═════ TASK INPUTS

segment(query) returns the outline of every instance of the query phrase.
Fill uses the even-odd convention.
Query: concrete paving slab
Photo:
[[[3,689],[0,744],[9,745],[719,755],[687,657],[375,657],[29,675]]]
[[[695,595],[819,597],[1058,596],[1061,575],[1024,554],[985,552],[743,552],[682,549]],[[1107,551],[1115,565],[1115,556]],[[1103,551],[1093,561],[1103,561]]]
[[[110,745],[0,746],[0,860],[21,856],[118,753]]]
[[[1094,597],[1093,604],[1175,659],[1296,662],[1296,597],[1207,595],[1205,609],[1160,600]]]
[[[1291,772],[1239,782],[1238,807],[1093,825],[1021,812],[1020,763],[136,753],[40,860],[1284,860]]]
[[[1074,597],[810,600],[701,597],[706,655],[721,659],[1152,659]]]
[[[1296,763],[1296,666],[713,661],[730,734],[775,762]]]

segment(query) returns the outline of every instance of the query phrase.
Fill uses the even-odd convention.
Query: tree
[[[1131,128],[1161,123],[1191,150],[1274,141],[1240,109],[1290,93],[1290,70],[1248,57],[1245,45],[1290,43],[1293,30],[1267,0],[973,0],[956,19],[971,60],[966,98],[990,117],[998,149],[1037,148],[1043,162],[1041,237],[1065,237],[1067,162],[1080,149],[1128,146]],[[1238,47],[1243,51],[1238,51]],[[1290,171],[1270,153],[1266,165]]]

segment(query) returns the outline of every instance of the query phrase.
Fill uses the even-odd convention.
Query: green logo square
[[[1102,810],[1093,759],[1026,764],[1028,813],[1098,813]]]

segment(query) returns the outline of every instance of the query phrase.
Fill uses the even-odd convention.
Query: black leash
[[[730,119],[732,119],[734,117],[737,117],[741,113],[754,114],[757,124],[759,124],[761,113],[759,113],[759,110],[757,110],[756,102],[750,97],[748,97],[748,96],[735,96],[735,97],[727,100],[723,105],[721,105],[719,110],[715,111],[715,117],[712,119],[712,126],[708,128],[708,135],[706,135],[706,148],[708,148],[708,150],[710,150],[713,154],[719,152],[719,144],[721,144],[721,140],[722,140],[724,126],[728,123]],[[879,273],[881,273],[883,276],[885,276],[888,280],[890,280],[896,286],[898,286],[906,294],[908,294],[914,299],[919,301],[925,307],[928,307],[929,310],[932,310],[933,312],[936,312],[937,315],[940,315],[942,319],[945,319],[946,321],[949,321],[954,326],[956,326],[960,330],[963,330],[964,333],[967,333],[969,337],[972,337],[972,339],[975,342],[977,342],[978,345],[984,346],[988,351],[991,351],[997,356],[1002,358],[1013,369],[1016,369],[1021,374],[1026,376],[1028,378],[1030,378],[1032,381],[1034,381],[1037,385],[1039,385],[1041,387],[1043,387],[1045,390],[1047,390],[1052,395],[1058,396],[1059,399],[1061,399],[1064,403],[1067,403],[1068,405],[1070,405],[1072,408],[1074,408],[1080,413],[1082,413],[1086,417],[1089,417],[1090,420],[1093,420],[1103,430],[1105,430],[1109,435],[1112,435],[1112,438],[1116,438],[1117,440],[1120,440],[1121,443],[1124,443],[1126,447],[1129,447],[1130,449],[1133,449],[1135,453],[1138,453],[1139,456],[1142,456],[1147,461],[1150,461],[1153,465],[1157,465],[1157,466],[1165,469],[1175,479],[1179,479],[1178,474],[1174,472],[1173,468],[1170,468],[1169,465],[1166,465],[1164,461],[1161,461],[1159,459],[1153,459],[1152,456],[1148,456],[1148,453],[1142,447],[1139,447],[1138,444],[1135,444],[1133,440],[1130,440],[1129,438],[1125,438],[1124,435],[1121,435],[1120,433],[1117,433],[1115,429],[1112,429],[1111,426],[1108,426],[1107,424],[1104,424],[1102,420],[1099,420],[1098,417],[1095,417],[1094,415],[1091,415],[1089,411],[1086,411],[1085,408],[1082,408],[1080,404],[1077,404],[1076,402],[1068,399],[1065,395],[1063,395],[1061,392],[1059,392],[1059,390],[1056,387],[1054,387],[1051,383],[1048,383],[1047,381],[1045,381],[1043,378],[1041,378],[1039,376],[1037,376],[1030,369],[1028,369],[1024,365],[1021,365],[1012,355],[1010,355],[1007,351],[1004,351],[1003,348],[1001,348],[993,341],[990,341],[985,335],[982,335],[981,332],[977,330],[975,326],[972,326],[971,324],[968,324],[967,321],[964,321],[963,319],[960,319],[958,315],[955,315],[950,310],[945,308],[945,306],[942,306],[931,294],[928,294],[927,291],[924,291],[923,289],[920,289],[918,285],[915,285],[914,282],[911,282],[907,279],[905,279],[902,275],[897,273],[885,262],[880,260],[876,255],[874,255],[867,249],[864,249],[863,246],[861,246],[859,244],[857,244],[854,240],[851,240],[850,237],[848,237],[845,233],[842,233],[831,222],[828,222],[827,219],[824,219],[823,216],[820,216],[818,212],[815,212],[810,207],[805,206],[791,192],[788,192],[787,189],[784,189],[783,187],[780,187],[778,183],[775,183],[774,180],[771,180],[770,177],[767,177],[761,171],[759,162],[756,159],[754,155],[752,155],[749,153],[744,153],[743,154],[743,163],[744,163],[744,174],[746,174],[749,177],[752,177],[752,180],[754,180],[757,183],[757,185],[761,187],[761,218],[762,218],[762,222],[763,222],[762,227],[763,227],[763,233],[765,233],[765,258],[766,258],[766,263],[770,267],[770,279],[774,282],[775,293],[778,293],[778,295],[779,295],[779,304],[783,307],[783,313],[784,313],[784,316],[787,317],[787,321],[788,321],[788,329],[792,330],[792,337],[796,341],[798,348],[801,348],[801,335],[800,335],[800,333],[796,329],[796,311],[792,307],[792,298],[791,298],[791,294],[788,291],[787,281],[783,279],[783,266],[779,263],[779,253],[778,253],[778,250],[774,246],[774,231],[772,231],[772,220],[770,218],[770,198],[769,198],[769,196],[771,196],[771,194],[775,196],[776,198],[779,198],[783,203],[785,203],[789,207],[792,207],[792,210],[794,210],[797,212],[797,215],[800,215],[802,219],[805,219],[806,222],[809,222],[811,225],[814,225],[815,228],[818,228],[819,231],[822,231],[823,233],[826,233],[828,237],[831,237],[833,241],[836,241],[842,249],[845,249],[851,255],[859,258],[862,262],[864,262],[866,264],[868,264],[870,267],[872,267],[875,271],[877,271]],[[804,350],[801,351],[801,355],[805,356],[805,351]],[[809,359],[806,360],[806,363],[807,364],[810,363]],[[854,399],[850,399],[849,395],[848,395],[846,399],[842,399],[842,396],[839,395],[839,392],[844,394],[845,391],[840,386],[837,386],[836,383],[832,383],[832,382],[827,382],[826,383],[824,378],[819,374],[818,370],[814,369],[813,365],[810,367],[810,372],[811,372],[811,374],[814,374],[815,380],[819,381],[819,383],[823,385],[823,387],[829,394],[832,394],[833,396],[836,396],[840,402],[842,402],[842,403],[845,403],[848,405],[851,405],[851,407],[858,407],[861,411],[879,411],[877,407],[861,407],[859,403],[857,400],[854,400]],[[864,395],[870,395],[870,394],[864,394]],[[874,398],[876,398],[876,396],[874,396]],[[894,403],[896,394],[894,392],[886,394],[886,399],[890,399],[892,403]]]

══════════

PROMPT: Convert every line of the entries above into a numbered list, omitting the blank lines.

RESPONSE BELOW:
1. segment(query) returns the outline of every instance of the query phrase.
2. Fill uses the even-odd convention.
3. Query: concrete paving slab
4. Photo:
5. [[[3,689],[0,744],[9,745],[719,755],[687,657],[375,657],[29,675]]]
6. [[[695,595],[819,597],[1058,596],[1061,575],[1024,554],[985,552],[743,552],[682,549]],[[1107,551],[1115,565],[1115,556]],[[1103,551],[1093,561],[1103,561]]]
7. [[[110,745],[0,746],[0,860],[21,856],[118,753]]]
8. [[[1094,597],[1093,604],[1175,659],[1296,662],[1296,597],[1207,595],[1205,609],[1160,600]]]
9. [[[1291,772],[1239,782],[1238,807],[1093,825],[1021,812],[1020,763],[136,753],[40,860],[1284,860]]]
10. [[[1074,597],[810,600],[701,597],[706,655],[721,659],[1152,659]]]
11. [[[1296,763],[1296,666],[713,661],[730,734],[775,762]]]
12. segment(query) returns the outline of every instance of the query phrase.
13. Fill uses the even-odd convention.
14. Query: tree
15. [[[1131,128],[1161,123],[1191,150],[1274,141],[1240,109],[1290,93],[1290,70],[1248,57],[1245,45],[1290,43],[1293,30],[1267,0],[973,0],[956,19],[971,60],[966,98],[990,117],[998,149],[1037,148],[1043,162],[1041,237],[1065,237],[1067,162],[1080,149],[1128,146]],[[1238,47],[1243,51],[1238,51]],[[1290,171],[1270,153],[1266,165]]]
16. segment(query) returns the outline of every instance of the query phrase.
17. Fill uses the even-odd convention.
18. Query: green logo square
19. [[[1102,810],[1093,759],[1026,764],[1028,813],[1098,813]]]
20. segment(query) returns the outline of every instance of the query phrase.
21. Fill uses the even-odd convention.
22. Query: black leash
23. [[[730,119],[732,119],[734,117],[737,117],[741,113],[754,114],[757,124],[759,124],[761,113],[759,113],[759,110],[757,110],[756,102],[750,97],[748,97],[748,96],[735,96],[735,97],[727,100],[723,105],[721,105],[719,110],[715,111],[715,117],[712,119],[712,126],[708,128],[708,135],[706,135],[706,148],[708,148],[708,150],[710,150],[713,154],[719,152],[719,144],[721,144],[721,140],[722,140],[724,126],[728,123]],[[879,273],[881,273],[883,276],[885,276],[888,280],[890,280],[896,286],[898,286],[906,294],[908,294],[914,299],[919,301],[925,307],[928,307],[929,310],[932,310],[933,312],[936,312],[937,315],[940,315],[942,319],[945,319],[946,321],[949,321],[954,326],[956,326],[960,330],[963,330],[964,333],[967,333],[969,337],[972,337],[972,339],[975,342],[977,342],[978,345],[984,346],[988,351],[991,351],[997,356],[1002,358],[1013,369],[1016,369],[1021,374],[1026,376],[1028,378],[1030,378],[1032,381],[1034,381],[1037,385],[1039,385],[1041,387],[1043,387],[1045,390],[1047,390],[1052,395],[1058,396],[1059,399],[1061,399],[1064,403],[1067,403],[1068,405],[1070,405],[1072,408],[1074,408],[1080,413],[1082,413],[1086,417],[1089,417],[1090,420],[1093,420],[1103,430],[1105,430],[1109,435],[1112,435],[1112,438],[1116,438],[1117,440],[1120,440],[1121,443],[1124,443],[1126,447],[1129,447],[1130,449],[1133,449],[1135,453],[1138,453],[1139,456],[1142,456],[1147,461],[1150,461],[1153,465],[1157,465],[1157,466],[1165,469],[1175,479],[1179,479],[1178,474],[1174,472],[1173,468],[1170,468],[1169,465],[1166,465],[1164,461],[1161,461],[1159,459],[1153,459],[1152,456],[1148,456],[1148,453],[1142,447],[1139,447],[1138,444],[1135,444],[1133,440],[1130,440],[1129,438],[1125,438],[1124,435],[1121,435],[1120,433],[1117,433],[1115,429],[1112,429],[1111,426],[1108,426],[1107,424],[1104,424],[1102,420],[1099,420],[1098,417],[1095,417],[1094,415],[1091,415],[1089,411],[1086,411],[1085,408],[1082,408],[1080,404],[1077,404],[1076,402],[1068,399],[1065,395],[1063,395],[1061,392],[1059,392],[1059,390],[1056,387],[1054,387],[1051,383],[1048,383],[1047,381],[1045,381],[1043,378],[1041,378],[1039,376],[1037,376],[1030,369],[1028,369],[1024,365],[1021,365],[1012,355],[1010,355],[1007,351],[1004,351],[1003,348],[1001,348],[993,341],[990,341],[985,335],[982,335],[981,332],[977,330],[975,326],[972,326],[971,324],[968,324],[967,321],[964,321],[963,319],[960,319],[958,315],[955,315],[950,310],[945,308],[945,306],[942,306],[931,294],[928,294],[927,291],[924,291],[923,289],[920,289],[918,285],[915,285],[914,282],[911,282],[907,279],[905,279],[902,275],[897,273],[885,262],[880,260],[876,255],[874,255],[867,249],[864,249],[863,246],[861,246],[859,244],[857,244],[854,240],[851,240],[850,237],[848,237],[845,233],[842,233],[831,222],[828,222],[827,219],[824,219],[823,216],[820,216],[818,212],[815,212],[810,207],[805,206],[791,192],[788,192],[787,189],[784,189],[783,187],[780,187],[778,183],[775,183],[774,180],[771,180],[770,177],[767,177],[761,171],[759,162],[756,159],[754,155],[752,155],[749,153],[744,153],[743,154],[743,163],[744,163],[744,174],[746,174],[749,177],[752,177],[752,180],[754,180],[757,183],[757,185],[761,187],[761,218],[762,218],[762,222],[763,222],[762,227],[763,227],[763,233],[765,233],[765,258],[766,258],[766,263],[770,267],[770,279],[774,282],[775,293],[778,293],[778,295],[779,295],[779,304],[783,307],[783,313],[784,313],[784,316],[787,317],[787,321],[788,321],[788,329],[792,330],[792,337],[796,341],[798,348],[801,348],[801,335],[800,335],[800,333],[796,329],[796,311],[792,307],[792,298],[791,298],[791,294],[788,291],[787,281],[783,279],[783,266],[779,263],[779,253],[778,253],[778,250],[774,246],[774,231],[772,231],[772,220],[770,218],[770,198],[769,198],[769,196],[771,196],[771,194],[775,196],[776,198],[779,198],[783,203],[785,203],[789,207],[792,207],[792,210],[794,210],[797,212],[797,215],[800,215],[802,219],[805,219],[806,222],[809,222],[811,225],[814,225],[815,228],[818,228],[819,231],[822,231],[823,233],[826,233],[828,237],[831,237],[833,241],[836,241],[842,249],[845,249],[851,255],[859,258],[862,262],[864,262],[866,264],[868,264],[870,267],[872,267],[875,271],[877,271]],[[804,350],[801,351],[801,355],[805,356],[805,351]],[[809,359],[806,360],[806,363],[807,364],[810,363]],[[854,399],[850,399],[849,395],[848,395],[846,399],[842,399],[842,396],[839,395],[839,392],[844,394],[845,391],[840,386],[837,386],[836,383],[832,383],[832,382],[827,382],[826,383],[824,378],[819,374],[818,370],[814,369],[813,365],[810,367],[810,372],[811,372],[811,374],[814,374],[815,380],[819,381],[819,383],[823,385],[823,387],[829,394],[832,394],[833,396],[836,396],[840,402],[842,402],[842,403],[845,403],[848,405],[851,405],[851,407],[858,407],[861,411],[879,411],[877,407],[861,407],[859,403],[857,400],[854,400]],[[864,395],[870,395],[870,394],[864,394]],[[874,398],[876,398],[876,396],[874,396]],[[894,403],[896,394],[894,392],[886,394],[886,399],[890,399],[892,403]]]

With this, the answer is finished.